Retype the lines below without changing a single character.

## Lines excerpted from a collection
__________________________________________________

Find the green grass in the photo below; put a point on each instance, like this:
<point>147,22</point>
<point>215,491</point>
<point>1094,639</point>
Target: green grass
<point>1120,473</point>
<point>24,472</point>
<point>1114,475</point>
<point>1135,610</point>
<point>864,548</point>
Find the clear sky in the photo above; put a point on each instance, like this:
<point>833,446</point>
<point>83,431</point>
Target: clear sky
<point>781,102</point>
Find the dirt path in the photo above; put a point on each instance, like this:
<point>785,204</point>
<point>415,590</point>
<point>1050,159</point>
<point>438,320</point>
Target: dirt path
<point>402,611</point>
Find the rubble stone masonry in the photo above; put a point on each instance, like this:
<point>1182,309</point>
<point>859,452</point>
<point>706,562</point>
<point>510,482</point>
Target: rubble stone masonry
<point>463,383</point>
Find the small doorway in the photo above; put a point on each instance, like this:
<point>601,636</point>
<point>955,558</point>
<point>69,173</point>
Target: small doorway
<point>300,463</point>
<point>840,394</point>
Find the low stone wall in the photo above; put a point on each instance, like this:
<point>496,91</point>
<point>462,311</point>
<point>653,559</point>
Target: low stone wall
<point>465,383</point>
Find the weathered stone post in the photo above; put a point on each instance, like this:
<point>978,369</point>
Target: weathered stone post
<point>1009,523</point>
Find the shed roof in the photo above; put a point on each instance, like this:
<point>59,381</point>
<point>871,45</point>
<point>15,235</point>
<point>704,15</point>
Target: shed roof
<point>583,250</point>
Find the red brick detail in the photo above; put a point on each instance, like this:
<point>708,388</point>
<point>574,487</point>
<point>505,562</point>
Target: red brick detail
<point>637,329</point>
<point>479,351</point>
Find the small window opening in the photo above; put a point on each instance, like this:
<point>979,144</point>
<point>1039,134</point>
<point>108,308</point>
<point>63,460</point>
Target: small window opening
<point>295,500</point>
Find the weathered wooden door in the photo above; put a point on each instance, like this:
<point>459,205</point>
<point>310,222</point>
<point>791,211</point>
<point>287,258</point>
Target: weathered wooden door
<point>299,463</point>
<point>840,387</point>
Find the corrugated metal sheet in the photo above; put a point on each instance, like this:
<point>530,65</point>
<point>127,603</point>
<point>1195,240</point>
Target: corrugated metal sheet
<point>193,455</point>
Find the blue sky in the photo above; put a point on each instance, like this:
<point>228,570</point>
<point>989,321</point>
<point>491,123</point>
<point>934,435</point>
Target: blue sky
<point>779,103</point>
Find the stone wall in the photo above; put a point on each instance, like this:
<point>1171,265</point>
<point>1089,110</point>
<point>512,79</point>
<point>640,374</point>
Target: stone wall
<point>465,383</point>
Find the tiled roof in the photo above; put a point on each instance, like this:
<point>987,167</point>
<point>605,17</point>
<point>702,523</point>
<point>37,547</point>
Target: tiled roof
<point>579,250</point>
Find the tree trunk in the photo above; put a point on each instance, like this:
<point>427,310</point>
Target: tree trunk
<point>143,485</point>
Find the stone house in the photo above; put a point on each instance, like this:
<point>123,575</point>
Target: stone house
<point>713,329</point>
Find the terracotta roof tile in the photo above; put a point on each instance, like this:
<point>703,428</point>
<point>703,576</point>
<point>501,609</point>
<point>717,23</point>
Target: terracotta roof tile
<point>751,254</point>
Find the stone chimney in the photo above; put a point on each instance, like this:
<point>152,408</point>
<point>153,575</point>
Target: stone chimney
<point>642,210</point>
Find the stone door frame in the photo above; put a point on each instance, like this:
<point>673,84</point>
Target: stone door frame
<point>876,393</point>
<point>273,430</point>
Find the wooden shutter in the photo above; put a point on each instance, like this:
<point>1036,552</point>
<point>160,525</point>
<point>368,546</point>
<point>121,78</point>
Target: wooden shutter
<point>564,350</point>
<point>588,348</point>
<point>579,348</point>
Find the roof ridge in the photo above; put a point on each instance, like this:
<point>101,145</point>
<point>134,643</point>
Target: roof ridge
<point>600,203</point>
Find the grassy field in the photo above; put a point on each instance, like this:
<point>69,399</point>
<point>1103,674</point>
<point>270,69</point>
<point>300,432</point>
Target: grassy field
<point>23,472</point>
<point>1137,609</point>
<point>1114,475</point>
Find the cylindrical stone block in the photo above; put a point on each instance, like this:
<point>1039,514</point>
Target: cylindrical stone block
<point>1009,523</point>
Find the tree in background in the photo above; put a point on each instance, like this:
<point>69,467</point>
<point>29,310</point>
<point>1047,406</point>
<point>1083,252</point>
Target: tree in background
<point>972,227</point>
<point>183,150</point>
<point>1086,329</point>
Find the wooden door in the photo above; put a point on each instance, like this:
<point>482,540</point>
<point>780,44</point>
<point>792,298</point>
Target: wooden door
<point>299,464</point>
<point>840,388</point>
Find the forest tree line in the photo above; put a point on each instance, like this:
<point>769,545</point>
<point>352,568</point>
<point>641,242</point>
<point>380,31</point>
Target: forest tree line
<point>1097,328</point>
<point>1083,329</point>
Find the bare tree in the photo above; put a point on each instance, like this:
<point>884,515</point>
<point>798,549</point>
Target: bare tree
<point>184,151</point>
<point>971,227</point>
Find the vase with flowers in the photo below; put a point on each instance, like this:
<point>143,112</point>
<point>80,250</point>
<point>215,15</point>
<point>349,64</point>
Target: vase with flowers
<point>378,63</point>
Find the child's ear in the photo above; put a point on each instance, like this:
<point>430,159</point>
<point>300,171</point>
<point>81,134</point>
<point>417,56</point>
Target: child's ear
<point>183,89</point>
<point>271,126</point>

__________________________________________________

## Answer to the exercise
Find the green grass in the photo below; put a point on each instance, like this:
<point>147,22</point>
<point>215,491</point>
<point>1094,639</point>
Target: green grass
<point>1120,473</point>
<point>24,472</point>
<point>1114,475</point>
<point>1135,610</point>
<point>864,548</point>
Find the clear sky in the photo above; put a point on each instance, like this:
<point>833,446</point>
<point>83,431</point>
Target: clear sky
<point>781,102</point>
Find the dirt path in the photo above; put a point on each instance, like this:
<point>785,204</point>
<point>415,590</point>
<point>1050,159</point>
<point>438,320</point>
Target: dirt path
<point>402,611</point>
Find the rubble stone masonry in the photo above; put a point on each instance, like this:
<point>1182,309</point>
<point>859,452</point>
<point>706,562</point>
<point>510,482</point>
Target: rubble stone masonry
<point>463,383</point>
Find the small doorway in the photo above; put a point on each instance, like this:
<point>601,636</point>
<point>955,558</point>
<point>69,173</point>
Target: small doorway
<point>300,463</point>
<point>840,394</point>
Find the low stone wall in the photo above; put a point on each instance, like this:
<point>496,91</point>
<point>462,311</point>
<point>653,559</point>
Target: low stone wall
<point>465,383</point>
Find the weathered stone post in the photo above; put a point on each instance, like this:
<point>978,369</point>
Target: weathered stone post
<point>1009,523</point>
Find the shed roof in the photo above; put a point on each instance, like this:
<point>59,381</point>
<point>871,45</point>
<point>15,235</point>
<point>704,15</point>
Target: shed roof
<point>583,250</point>
Find the red brick detail in the photo above; put a point on each instance, like this:
<point>708,388</point>
<point>574,487</point>
<point>505,562</point>
Target: red brick detail
<point>637,329</point>
<point>479,351</point>
Find the small window opening in the photo above; put a point on each instance, like this:
<point>979,144</point>
<point>1039,134</point>
<point>108,308</point>
<point>63,460</point>
Target: small window opening
<point>295,500</point>
Find the weathered wooden door in the photo above; put a point on each instance, like this:
<point>459,205</point>
<point>310,222</point>
<point>791,211</point>
<point>287,258</point>
Target: weathered wooden door
<point>299,463</point>
<point>840,387</point>
Find the corrugated metal sheet in the photo above; put a point on each instance, like this:
<point>530,65</point>
<point>127,603</point>
<point>1195,240</point>
Target: corrugated metal sheet
<point>193,455</point>
Find the blue sky in the photo above; put a point on each instance, like this:
<point>228,570</point>
<point>989,321</point>
<point>491,123</point>
<point>934,435</point>
Target: blue sky
<point>779,103</point>
Find the stone wall in the photo above; put a point on each instance, like this:
<point>1171,265</point>
<point>1089,110</point>
<point>512,79</point>
<point>640,374</point>
Target: stone wall
<point>465,383</point>
Find the tiled roof in the photo above; put a point on each instance, like this:
<point>987,167</point>
<point>605,17</point>
<point>702,523</point>
<point>37,547</point>
Target: tiled roof
<point>579,250</point>
Find the tree trunk in the photo above; put a point on each instance, like this:
<point>427,310</point>
Target: tree trunk
<point>143,485</point>
Find the stone house in the photo above; put a point on each instance, like this:
<point>123,575</point>
Target: stone house
<point>713,329</point>
Find the terracotta roof tile in the photo above; put a point on each instance, like this:
<point>703,428</point>
<point>703,576</point>
<point>501,609</point>
<point>717,23</point>
Target: terracotta roof tile
<point>751,254</point>
Find the stone chimney in the photo above; put a point on each instance, like this:
<point>152,408</point>
<point>153,575</point>
Target: stone chimney
<point>642,210</point>
Find the stone door frame in the photo above; put a point on each instance, like this:
<point>673,84</point>
Target: stone door frame
<point>876,393</point>
<point>273,430</point>
Find the wooden shutter in the photo above; put a point on each instance, like this:
<point>1036,552</point>
<point>160,525</point>
<point>368,546</point>
<point>121,78</point>
Target: wooden shutter
<point>564,350</point>
<point>588,348</point>
<point>579,348</point>
Find the roof ridge in the photo above; put a point on each instance, like this:
<point>101,145</point>
<point>134,643</point>
Target: roof ridge
<point>600,203</point>
Find the grassy field in the photo above; put a point on each instance, like this:
<point>69,399</point>
<point>1103,674</point>
<point>270,69</point>
<point>300,432</point>
Target: grassy field
<point>23,472</point>
<point>1137,609</point>
<point>1114,475</point>
Find the cylindrical stone block in the photo above; put a point on each instance, like this:
<point>1039,514</point>
Target: cylindrical stone block
<point>1009,523</point>
Find the tree in background in the photo above; put a point on each instance, like this:
<point>69,467</point>
<point>29,310</point>
<point>1047,406</point>
<point>1083,252</point>
Target: tree in background
<point>972,227</point>
<point>183,150</point>
<point>1086,329</point>
Find the wooden door in the photo above; put a point on each instance, like this:
<point>482,540</point>
<point>780,44</point>
<point>792,298</point>
Target: wooden door
<point>299,464</point>
<point>840,388</point>
Find the forest tree line in the photo above; put a point on each instance, like this:
<point>769,545</point>
<point>352,568</point>
<point>641,242</point>
<point>380,31</point>
Target: forest tree line
<point>1097,328</point>
<point>1083,329</point>
Find the bare tree in the photo above; put a point on each instance, like this:
<point>884,515</point>
<point>798,549</point>
Target: bare tree
<point>184,151</point>
<point>971,227</point>
Find the vase with flowers in the photo below; put a point on each instance, like this:
<point>143,112</point>
<point>80,250</point>
<point>215,15</point>
<point>349,64</point>
Target: vase with flowers
<point>378,63</point>
Find the child's ear in the photo above; put a point on each instance, like this:
<point>430,159</point>
<point>300,171</point>
<point>81,134</point>
<point>417,56</point>
Target: child's ear
<point>183,89</point>
<point>271,126</point>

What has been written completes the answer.